◆ **Listed entries**
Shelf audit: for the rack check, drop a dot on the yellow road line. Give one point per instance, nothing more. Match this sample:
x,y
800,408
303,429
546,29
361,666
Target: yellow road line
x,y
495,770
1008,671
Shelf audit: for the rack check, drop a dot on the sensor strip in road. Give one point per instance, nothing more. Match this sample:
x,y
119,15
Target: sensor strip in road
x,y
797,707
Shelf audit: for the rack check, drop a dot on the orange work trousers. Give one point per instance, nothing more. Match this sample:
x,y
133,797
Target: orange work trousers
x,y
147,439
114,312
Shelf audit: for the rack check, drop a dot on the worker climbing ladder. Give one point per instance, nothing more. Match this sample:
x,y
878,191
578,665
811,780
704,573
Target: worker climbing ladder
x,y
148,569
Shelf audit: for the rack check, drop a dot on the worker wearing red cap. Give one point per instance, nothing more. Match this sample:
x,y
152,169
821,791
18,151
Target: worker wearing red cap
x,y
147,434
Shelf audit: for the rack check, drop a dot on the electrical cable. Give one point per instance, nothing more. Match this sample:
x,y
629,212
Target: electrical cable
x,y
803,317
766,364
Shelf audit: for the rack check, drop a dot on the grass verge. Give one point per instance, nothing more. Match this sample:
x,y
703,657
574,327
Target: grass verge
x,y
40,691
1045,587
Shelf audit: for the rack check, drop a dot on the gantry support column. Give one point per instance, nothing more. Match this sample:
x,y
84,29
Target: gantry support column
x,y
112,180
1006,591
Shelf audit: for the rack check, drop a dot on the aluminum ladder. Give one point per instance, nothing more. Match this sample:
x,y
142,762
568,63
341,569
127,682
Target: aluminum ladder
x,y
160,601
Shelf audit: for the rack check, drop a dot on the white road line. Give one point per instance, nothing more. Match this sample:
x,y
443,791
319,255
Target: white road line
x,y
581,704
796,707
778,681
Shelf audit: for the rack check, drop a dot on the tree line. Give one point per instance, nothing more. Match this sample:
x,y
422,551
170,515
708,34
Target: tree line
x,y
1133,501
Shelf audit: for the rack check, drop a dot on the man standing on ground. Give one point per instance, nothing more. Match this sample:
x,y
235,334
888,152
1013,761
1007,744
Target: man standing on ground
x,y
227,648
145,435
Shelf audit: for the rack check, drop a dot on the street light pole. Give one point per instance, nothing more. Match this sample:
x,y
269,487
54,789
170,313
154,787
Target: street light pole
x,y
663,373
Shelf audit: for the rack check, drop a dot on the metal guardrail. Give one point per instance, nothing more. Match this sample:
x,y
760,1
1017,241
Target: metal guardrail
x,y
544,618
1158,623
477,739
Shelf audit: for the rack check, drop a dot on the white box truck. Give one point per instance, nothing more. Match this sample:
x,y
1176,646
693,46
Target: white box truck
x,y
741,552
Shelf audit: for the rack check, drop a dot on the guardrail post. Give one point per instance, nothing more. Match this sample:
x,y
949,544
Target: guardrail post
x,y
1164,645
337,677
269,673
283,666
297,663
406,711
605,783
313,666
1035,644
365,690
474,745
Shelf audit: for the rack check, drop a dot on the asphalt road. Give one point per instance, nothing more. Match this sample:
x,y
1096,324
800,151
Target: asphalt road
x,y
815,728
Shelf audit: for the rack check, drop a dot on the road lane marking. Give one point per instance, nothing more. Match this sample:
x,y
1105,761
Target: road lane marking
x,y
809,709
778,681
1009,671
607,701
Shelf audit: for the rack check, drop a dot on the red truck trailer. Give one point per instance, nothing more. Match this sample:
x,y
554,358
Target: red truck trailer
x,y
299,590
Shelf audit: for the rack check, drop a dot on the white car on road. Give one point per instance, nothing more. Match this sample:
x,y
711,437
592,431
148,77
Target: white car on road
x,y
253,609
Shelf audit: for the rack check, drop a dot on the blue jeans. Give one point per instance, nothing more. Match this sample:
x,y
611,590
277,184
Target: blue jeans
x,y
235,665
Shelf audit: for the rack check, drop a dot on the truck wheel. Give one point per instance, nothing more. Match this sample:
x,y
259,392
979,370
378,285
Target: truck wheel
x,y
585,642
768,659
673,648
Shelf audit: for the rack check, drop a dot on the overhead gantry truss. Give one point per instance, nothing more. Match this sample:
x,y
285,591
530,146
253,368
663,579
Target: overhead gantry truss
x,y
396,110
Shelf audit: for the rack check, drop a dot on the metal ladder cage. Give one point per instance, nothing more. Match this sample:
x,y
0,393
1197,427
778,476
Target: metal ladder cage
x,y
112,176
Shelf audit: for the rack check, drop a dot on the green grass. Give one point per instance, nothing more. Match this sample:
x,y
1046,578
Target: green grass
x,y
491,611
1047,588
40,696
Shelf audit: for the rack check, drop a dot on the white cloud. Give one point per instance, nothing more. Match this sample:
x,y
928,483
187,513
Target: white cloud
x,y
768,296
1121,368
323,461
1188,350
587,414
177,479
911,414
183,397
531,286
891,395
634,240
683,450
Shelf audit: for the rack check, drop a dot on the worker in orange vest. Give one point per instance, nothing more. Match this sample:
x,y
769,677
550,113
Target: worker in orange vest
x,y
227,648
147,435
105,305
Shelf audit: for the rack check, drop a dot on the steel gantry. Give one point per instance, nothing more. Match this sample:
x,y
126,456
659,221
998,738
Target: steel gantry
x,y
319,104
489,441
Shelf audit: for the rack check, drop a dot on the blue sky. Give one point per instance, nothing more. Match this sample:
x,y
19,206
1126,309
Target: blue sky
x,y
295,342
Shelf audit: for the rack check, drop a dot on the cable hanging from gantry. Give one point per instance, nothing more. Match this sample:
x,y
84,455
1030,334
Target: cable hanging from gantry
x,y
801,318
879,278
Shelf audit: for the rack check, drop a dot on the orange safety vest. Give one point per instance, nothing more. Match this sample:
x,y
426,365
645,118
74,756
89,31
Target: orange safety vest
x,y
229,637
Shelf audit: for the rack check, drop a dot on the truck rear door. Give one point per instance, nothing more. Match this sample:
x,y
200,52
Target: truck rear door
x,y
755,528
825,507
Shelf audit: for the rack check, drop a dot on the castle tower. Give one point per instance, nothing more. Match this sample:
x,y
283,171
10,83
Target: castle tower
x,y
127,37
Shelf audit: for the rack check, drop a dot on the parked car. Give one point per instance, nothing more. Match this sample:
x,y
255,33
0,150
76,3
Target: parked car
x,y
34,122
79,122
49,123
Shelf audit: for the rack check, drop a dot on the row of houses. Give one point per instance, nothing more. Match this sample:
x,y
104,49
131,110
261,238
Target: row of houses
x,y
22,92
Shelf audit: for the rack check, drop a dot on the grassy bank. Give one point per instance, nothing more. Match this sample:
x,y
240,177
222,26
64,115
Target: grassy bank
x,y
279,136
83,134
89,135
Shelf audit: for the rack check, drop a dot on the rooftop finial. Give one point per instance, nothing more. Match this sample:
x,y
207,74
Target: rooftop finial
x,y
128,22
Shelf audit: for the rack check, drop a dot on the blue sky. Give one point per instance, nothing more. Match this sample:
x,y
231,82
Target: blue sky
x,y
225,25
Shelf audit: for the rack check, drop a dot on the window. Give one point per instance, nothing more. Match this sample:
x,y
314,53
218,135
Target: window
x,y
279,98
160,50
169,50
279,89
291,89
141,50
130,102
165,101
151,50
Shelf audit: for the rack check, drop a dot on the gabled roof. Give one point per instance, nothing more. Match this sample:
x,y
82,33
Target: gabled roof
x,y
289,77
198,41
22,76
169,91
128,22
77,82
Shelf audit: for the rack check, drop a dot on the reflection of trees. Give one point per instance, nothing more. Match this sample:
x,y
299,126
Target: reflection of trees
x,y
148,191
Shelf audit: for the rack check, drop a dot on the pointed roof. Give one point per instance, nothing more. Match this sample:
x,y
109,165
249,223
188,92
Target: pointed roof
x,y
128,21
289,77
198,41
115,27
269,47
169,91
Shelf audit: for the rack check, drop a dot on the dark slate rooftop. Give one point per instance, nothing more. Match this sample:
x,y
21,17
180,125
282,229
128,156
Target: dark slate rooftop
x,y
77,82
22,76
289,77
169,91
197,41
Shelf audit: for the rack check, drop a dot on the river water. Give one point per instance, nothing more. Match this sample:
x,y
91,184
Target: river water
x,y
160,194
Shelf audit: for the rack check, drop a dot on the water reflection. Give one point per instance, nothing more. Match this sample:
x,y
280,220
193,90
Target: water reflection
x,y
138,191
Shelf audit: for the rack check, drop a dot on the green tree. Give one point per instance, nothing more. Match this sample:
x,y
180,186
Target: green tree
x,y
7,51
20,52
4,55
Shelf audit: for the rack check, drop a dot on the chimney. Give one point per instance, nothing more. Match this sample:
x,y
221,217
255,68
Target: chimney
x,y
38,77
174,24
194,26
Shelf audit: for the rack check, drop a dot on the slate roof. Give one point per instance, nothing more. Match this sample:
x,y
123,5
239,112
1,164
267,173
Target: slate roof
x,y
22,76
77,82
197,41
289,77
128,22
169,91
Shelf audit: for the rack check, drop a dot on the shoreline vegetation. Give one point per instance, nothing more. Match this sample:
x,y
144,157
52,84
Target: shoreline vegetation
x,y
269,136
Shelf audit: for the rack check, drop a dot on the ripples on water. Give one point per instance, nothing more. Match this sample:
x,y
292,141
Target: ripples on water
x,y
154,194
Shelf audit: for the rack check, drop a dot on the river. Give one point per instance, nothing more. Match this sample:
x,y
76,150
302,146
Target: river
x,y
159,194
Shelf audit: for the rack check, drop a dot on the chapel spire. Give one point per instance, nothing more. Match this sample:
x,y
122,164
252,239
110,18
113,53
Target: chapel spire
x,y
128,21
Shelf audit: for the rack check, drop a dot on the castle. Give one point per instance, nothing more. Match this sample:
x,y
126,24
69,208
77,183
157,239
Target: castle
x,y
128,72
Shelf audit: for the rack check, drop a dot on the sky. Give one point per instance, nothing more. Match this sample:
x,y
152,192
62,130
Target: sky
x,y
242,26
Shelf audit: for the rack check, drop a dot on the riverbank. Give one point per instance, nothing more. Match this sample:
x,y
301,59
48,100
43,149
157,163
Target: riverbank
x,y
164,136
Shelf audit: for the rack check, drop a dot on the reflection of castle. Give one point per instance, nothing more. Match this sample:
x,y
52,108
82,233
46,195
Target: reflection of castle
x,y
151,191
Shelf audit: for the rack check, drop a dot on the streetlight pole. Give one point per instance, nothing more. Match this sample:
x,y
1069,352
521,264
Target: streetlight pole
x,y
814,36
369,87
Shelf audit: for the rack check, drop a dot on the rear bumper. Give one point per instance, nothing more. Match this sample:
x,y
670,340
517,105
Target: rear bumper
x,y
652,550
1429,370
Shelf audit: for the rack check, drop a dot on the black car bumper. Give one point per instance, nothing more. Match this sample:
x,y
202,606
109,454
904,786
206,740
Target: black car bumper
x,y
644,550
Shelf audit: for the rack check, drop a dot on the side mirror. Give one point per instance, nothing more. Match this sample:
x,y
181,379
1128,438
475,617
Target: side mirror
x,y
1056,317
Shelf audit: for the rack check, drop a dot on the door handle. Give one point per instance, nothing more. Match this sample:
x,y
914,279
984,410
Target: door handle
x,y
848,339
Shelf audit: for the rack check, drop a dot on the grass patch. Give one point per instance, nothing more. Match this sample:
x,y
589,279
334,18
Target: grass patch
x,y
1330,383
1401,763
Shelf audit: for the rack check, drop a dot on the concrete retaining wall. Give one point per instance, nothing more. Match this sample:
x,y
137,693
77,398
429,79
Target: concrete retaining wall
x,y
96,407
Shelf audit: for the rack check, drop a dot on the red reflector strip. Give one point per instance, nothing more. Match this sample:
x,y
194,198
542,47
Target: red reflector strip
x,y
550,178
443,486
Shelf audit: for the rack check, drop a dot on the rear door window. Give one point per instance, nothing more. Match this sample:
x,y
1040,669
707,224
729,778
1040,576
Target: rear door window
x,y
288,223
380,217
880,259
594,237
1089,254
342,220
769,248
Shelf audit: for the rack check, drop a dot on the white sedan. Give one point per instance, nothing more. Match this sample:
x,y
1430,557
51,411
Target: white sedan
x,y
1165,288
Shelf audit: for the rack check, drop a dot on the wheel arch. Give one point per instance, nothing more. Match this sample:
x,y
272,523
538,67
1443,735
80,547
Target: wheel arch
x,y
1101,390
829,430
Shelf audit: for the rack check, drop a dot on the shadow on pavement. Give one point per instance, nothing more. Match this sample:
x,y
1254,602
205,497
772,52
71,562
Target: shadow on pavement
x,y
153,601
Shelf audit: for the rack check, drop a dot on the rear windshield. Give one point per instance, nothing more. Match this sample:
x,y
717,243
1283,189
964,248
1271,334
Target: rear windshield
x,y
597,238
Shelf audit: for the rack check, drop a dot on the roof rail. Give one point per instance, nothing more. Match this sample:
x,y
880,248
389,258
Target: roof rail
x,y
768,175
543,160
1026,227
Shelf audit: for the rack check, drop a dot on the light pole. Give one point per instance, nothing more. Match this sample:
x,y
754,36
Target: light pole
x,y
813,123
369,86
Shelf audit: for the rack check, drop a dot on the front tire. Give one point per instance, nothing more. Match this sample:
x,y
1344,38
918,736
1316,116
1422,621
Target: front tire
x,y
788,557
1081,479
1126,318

◆ **Goal**
Reproduce every line from the one containing "the rear door" through the end of the items, both included and requests too, and output nothing else. Scale each answer point coordinate by 0.25 and round it to a whole number, halves up, leaving the numbers in the requests and their sample formats as they are.

◆ **Result of the exercise**
Shelf audit: for the rack check, drop a dot on the rear door window. Give one point per instance, nothing more. Match this sample:
x,y
1040,669
707,224
729,778
1040,576
Target: rear door window
x,y
72,56
95,54
220,65
149,59
272,64
86,55
192,62
Shelf audit: for the rack check, drop a dot on the white sedan. Give one point per instance, nothing more. Match this sample:
x,y
1430,557
51,411
Target: white sedan
x,y
291,72
Shelf audit: for the rack check, drop a dot on the wheel arch. Give one point per instance, nothing more. Match this sample:
x,y
272,523
538,67
1443,735
80,547
Target: wheel arch
x,y
275,98
207,108
Shelf audit: for the rack check, drop a dot on the shadow on pavement. Give one point per instance, nothing more. Match this sample:
x,y
1254,602
205,497
772,52
71,562
Target: shadow on pavement
x,y
38,150
Shelf audit: for the rack check, drop a dot on the rear windshield. Give one point per instance, nothing more. Match this sample:
x,y
717,243
1283,189
964,248
1271,334
Target: rear windshield
x,y
149,60
Shelf audit: for the rack check, drop a dot on the roof rail. Give one point per instance, nothing more. Match this sample:
x,y
880,248
389,258
Target: roof rail
x,y
192,44
136,40
257,57
Shelf audit: for the rack check, drop a dot on the light pole. Give one point per instance, nothing more. Match this sample:
x,y
754,36
Target: light pole
x,y
203,31
92,22
Shelf audit: for the rack check, drop a dot on the front tire. Give one point per instance, nothing more. Match this sample:
x,y
1344,38
918,736
1316,116
1422,621
Target: front tire
x,y
197,139
270,120
282,80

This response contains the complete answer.